What you will do →
Exact copy required. Repeat the records, but keep the pictures out.

******************************

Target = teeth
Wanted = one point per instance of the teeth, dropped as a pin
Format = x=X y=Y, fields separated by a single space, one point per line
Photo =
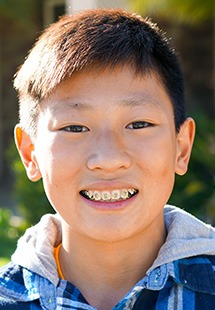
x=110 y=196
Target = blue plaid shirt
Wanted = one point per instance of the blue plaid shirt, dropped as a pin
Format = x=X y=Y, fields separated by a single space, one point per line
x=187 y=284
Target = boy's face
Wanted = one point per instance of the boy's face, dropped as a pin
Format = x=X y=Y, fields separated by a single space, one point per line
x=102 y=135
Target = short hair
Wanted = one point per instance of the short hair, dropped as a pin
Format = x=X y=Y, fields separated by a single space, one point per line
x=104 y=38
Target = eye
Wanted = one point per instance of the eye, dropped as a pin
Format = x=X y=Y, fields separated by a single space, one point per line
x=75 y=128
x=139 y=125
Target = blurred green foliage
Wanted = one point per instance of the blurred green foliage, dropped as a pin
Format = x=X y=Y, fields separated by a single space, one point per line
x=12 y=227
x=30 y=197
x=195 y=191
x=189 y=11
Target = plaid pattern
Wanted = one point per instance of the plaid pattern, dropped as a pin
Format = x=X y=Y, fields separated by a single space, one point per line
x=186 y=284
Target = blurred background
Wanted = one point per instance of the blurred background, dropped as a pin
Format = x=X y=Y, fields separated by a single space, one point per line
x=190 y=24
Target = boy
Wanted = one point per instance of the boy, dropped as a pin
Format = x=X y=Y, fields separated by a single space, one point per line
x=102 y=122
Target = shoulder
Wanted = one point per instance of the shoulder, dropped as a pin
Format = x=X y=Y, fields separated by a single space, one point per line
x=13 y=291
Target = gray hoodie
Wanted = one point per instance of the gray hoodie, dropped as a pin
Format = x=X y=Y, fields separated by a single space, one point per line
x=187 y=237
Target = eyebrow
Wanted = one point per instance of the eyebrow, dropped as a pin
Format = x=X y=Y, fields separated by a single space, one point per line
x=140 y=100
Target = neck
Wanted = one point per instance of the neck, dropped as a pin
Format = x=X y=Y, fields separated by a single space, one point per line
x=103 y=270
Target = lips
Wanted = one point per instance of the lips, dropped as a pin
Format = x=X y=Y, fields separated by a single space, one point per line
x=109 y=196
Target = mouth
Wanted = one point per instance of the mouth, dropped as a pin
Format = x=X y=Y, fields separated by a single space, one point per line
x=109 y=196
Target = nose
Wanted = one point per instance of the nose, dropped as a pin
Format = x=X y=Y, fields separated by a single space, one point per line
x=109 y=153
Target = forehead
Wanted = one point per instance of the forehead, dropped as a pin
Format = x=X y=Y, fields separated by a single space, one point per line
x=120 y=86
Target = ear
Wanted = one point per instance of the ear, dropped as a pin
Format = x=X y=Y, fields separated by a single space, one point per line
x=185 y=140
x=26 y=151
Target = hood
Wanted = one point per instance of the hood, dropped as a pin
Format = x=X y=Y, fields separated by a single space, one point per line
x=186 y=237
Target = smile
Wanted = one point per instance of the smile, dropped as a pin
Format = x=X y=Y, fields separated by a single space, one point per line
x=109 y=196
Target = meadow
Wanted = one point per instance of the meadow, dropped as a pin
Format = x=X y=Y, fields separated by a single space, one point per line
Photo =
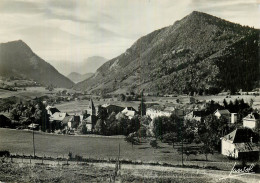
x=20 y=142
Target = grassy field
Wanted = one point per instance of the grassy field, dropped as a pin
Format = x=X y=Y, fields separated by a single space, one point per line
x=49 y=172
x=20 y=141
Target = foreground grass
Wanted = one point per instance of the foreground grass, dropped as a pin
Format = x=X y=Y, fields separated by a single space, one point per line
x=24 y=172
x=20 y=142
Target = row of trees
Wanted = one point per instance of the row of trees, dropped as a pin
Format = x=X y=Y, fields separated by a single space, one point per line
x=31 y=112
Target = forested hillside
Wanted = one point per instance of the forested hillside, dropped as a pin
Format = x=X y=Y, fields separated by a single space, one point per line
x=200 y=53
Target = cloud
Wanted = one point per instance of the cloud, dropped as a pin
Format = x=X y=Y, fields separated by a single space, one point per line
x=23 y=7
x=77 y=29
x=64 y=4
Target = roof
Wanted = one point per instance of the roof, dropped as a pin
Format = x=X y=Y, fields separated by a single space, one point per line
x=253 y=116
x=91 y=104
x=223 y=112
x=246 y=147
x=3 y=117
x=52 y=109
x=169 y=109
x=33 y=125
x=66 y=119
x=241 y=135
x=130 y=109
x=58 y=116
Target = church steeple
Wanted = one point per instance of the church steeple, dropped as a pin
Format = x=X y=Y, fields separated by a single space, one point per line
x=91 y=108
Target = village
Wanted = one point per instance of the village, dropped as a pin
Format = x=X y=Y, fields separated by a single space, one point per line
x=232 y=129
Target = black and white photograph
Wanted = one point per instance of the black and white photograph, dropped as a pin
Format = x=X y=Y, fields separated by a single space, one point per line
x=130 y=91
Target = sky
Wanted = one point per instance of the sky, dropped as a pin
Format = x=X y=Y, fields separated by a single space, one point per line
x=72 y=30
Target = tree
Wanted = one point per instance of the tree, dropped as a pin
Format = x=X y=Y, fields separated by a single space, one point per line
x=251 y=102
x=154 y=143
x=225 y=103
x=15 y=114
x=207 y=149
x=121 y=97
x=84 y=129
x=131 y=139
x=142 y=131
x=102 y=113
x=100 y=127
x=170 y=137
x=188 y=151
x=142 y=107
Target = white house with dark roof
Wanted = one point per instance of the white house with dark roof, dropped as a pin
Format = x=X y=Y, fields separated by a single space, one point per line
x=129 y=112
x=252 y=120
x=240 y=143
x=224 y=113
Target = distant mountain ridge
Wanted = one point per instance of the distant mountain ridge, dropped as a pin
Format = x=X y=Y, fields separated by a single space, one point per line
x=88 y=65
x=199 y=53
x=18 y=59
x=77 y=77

******************************

Answer for this exercise →
Target = teeth
Wanted = one point per instance of the teeth, dropped as a pin
Format = x=X y=Y, fields separated by a single space, one point per line
Photo =
x=110 y=196
Target = blue plaid shirt
Wanted = one point per instance of the blue plaid shirt, dropped as a pin
Format = x=X y=Y, fields separated by a single space, one point per line
x=187 y=284
Target = boy's face
Wanted = one point per instance of the boy's face, dropped as a pin
Format = x=X y=Y, fields separated by a single space, one point per line
x=102 y=135
Target = short hair
Wanted = one point per instance of the short hair, dropped as a pin
Format = x=X y=Y, fields separated by a single space, one point per line
x=104 y=38
Target = eye
Wanted = one point per instance of the eye, dropped as a pin
Format = x=X y=Y, fields separated by a single space, one point per line
x=75 y=128
x=139 y=125
Target = blurred green foliage
Wanted = one point per instance of the blurred green foliage, dropped as a pin
Format = x=X y=Y, fields separated by a single space, one point per line
x=12 y=227
x=30 y=197
x=195 y=191
x=189 y=11
Target = plaid pattern
Wanted = one point per instance of the plaid pattern, dropped as a pin
Format = x=X y=Y, fields separated by a single space, one point per line
x=186 y=284
Target = blurred background
Wanted = one point per instance of the blurred background, dropped as a pin
Format = x=X y=Y, fields separated by a single space, one point per line
x=190 y=24
Target = boy
Wanted = one point per instance of the boy, dropped as a pin
Format = x=X y=Y, fields separated by a single space, one point per line
x=102 y=122
Target = shoulder
Wanted = one point per instance of the shoulder, dropped as a pin
Format = x=X y=Y, fields separated by a single space, one point per line
x=13 y=291
Target = gray hoodie
Wanted = one point per instance of the gray hoodie, dropped as a pin
Format = x=X y=Y, fields separated by a single space, one point per line
x=187 y=237
Target = eyebrow
Wanted = one point per instance of the eyebrow, dropped as a pin
Format = x=X y=Y, fields separated by a single space, one point per line
x=140 y=100
Target = neck
Wanted = one point per instance of the neck, dropped as a pin
Format = x=X y=Y, fields separated by a single space, one point per line
x=103 y=270
Target = lips
Wanted = one point per instance of the lips, dropped as a pin
Format = x=X y=Y, fields separated by a single space, one point per line
x=109 y=196
Target = mouth
Wanted = one point per instance of the mouth, dropped as a pin
Format = x=X y=Y, fields separated by a single space, one point per line
x=109 y=196
Target = nose
Wanted = one point per instance of the nose, dropped as a pin
Format = x=X y=Y, fields separated by a single space, one point per line
x=109 y=153
Target = forehead
Wanted = one point per instance of the forehead, dropped as a pin
Format = x=X y=Y, fields separated by a single space, one point per line
x=120 y=86
Target = ear
Wanted = one point per instance of the ear, dropped as a pin
Format = x=X y=Y, fields separated by a single space, one point per line
x=185 y=140
x=26 y=151
Target = hood
Wanted = one point per instance of the hood, dropped as a pin
Format = x=X y=Y, fields separated by a single space, one point per line
x=186 y=237
Target = smile
Wanted = one point per instance of the smile, dropped as a pin
Format = x=X y=Y, fields separated by a single space, one point per line
x=109 y=196
Target = meadow
Wanted = one point per instance of the meadow, dropped as a pin
Format = x=X y=Y, fields separated by a single space, one point per line
Photo =
x=20 y=142
Target = grassy field
Wanted = one point per instance of the grassy field, dropped as a pin
Format = x=X y=Y, fields separated by a single space, one point per line
x=49 y=172
x=20 y=141
Target = foreground grass
Wanted = one point per instance of the foreground grass, dropped as a pin
Format = x=X y=Y, fields separated by a single space, one point per line
x=24 y=172
x=20 y=142
Target = row of trees
Wanted = one point per instance of the row of trees, dropped as a pin
Format = x=X y=Y, fields separated by a single space, one point per line
x=31 y=112
Target = forested hillside
Wanted = one point per instance of the forested hillside, dropped as a pin
Format = x=X y=Y, fields separated by a single space, one point per line
x=200 y=53
Target = cloud
Wanted = one point per instance of the cloud, dropped as a pin
Format = x=X y=Y, fields separated by a single space, one point per line
x=23 y=7
x=77 y=29
x=64 y=4
Target = roof
Wanted = one point per instance of the roof, dropped as a pin
Format = x=X y=Y, fields separated by a single space, one point per line
x=253 y=116
x=91 y=104
x=223 y=112
x=246 y=147
x=3 y=117
x=52 y=109
x=169 y=109
x=33 y=125
x=66 y=119
x=241 y=135
x=130 y=109
x=58 y=116
Target = church steeple
Wanted = one point per instance of the church steeple, dropped as a pin
Format = x=X y=Y, fields separated by a single space, one point per line
x=91 y=108
Target = village
Wanted = one point per instance of the village, dropped as a pin
Format = x=X y=Y, fields separated by a single space, one point per line
x=232 y=129
Target = black and white photograph
Wanted = one point per instance of the black and white photograph, dropped as a pin
Format = x=X y=Y, fields separated by a single space, one point per line
x=130 y=91
Target = sky
Wanted = one point per instance of the sky, dropped as a pin
Format = x=X y=Y, fields separated by a single space, one point per line
x=72 y=30
Target = tree
Wanted = one point per instance of the tree, dropped as a pin
Format = x=X y=Y, fields separated by a single space, one point per line
x=251 y=102
x=154 y=143
x=225 y=103
x=15 y=114
x=207 y=149
x=121 y=97
x=84 y=129
x=131 y=139
x=142 y=131
x=102 y=113
x=100 y=127
x=170 y=137
x=188 y=151
x=142 y=107
Target = white house with dark roof
Wanted = one point per instance of the white house with dark roof, dropped as a pin
Format = x=X y=Y, fields separated by a single space, one point per line
x=129 y=112
x=252 y=120
x=240 y=143
x=224 y=113
Target = distant mountain ridge
Wanted = one point per instance of the distant mountain ridge, dropped as a pin
Format = x=X y=Y, fields separated by a single space, one point per line
x=88 y=65
x=199 y=53
x=18 y=59
x=77 y=77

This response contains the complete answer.